Task statement —
Turn every line of the pointing records below into a numbered list, skipping any blank lines. Leave the pictures out of your answer.

Pointing records:
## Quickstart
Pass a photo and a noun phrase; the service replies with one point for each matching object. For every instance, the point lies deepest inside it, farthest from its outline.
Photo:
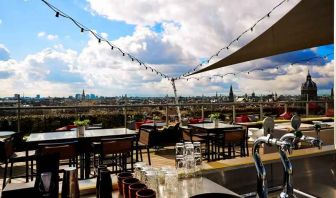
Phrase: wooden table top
(69, 135)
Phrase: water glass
(152, 180)
(189, 169)
(137, 169)
(171, 180)
(197, 148)
(180, 165)
(198, 165)
(162, 172)
(179, 149)
(189, 150)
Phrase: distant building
(309, 89)
(78, 96)
(231, 97)
(332, 93)
(83, 95)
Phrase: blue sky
(42, 54)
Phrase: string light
(306, 60)
(83, 28)
(250, 29)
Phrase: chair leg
(5, 175)
(149, 163)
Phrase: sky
(46, 55)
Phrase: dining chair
(67, 151)
(10, 156)
(117, 151)
(144, 142)
(230, 139)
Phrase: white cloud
(41, 34)
(49, 37)
(189, 31)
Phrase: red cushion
(70, 126)
(330, 112)
(286, 115)
(138, 125)
(193, 121)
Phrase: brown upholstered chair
(67, 151)
(10, 156)
(117, 151)
(233, 138)
(144, 142)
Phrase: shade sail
(309, 24)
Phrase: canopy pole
(176, 100)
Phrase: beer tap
(293, 139)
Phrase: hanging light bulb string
(250, 29)
(257, 68)
(100, 39)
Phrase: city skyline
(51, 57)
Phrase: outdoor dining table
(84, 141)
(212, 128)
(4, 134)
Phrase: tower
(231, 97)
(83, 95)
(309, 89)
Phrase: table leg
(27, 168)
(81, 164)
(208, 146)
(87, 165)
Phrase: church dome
(309, 84)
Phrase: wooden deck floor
(159, 158)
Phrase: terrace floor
(159, 158)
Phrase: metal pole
(18, 112)
(286, 107)
(233, 113)
(167, 115)
(176, 100)
(125, 116)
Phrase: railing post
(261, 112)
(233, 113)
(167, 115)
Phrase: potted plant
(81, 125)
(215, 118)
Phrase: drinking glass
(189, 168)
(46, 181)
(161, 173)
(179, 149)
(189, 150)
(180, 166)
(152, 180)
(197, 148)
(198, 165)
(171, 180)
(137, 169)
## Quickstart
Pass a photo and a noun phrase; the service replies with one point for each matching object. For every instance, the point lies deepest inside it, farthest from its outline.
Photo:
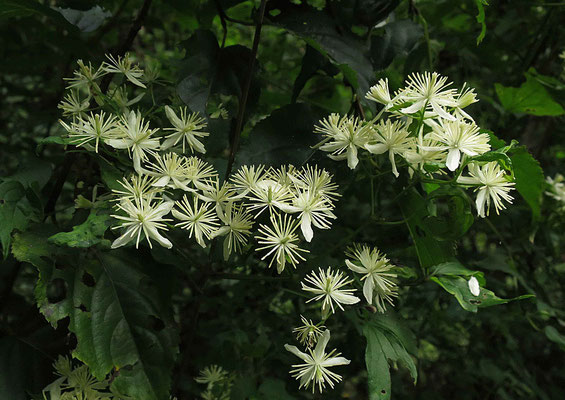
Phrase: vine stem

Answer to the exercise —
1. ## Quickstart
2. Pass a photo and a noun phrase; the service replies with one point for each matching object. For every instance, the point lies deepest inside it, farthest from its outline.
3. Photo:
4. Phrase: wooden table top
5. (69, 135)
6. Phrase: water glass
7. (152, 180)
8. (189, 169)
9. (137, 169)
10. (171, 180)
11. (197, 148)
12. (180, 165)
13. (198, 165)
14. (162, 172)
15. (179, 149)
16. (189, 150)
17. Phrase: distant building
18. (309, 89)
19. (78, 96)
20. (231, 97)
21. (332, 93)
22. (83, 95)
23. Phrase: blue sky
24. (42, 54)
25. Phrase: string light
26. (306, 60)
27. (83, 28)
28. (250, 29)
29. Phrase: chair leg
30. (5, 175)
31. (149, 163)
32. Phrase: sky
33. (46, 55)
34. Phrase: dining chair
35. (67, 151)
36. (10, 156)
37. (117, 151)
38. (144, 142)
39. (230, 139)
40. Phrase: white cloud
41. (41, 34)
42. (49, 37)
43. (189, 31)
44. Phrase: red cushion
45. (70, 126)
46. (330, 112)
47. (286, 115)
48. (138, 125)
49. (193, 121)
50. Phrase: brown upholstered chair
51. (67, 151)
52. (10, 156)
53. (117, 151)
54. (233, 138)
55. (144, 142)
56. Phrase: shade sail
57. (309, 24)
58. Phrase: canopy pole
59. (176, 100)
60. Phrase: beer tap
61. (293, 139)
62. Phrase: hanging light bulb string
63. (250, 29)
64. (257, 68)
65. (100, 39)
66. Phrase: city skyline
67. (51, 57)
68. Phrase: outdoor dining table
69. (84, 141)
70. (212, 128)
71. (4, 134)
72. Phrase: tower
73. (231, 97)
74. (83, 95)
75. (309, 89)
76. Phrase: table leg
77. (27, 168)
78. (81, 164)
79. (208, 146)
80. (87, 165)
81. Phrase: church dome
82. (309, 84)
83. Phrase: wooden deck floor
84. (159, 158)
85. Phrase: terrace floor
86. (159, 158)
87. Phrase: metal pole
88. (18, 112)
89. (286, 107)
90. (233, 113)
91. (167, 115)
92. (176, 100)
93. (125, 116)
94. Phrase: railing post
95. (261, 112)
96. (233, 113)
97. (167, 115)
98. Phrase: potted plant
99. (81, 125)
100. (215, 118)
101. Phrase: drinking glass
102. (189, 168)
103. (46, 181)
104. (161, 173)
105. (179, 149)
106. (189, 150)
107. (180, 166)
108. (152, 180)
109. (197, 148)
110. (198, 165)
111. (171, 180)
112. (137, 169)
113. ## Quickstart
114. Pass a photo and a noun phrase; the service replies with one point for each matching object. For every instance, the point lies deepest inside it, farthest from its outline.
115. Photo:
116. Phrase: vine stem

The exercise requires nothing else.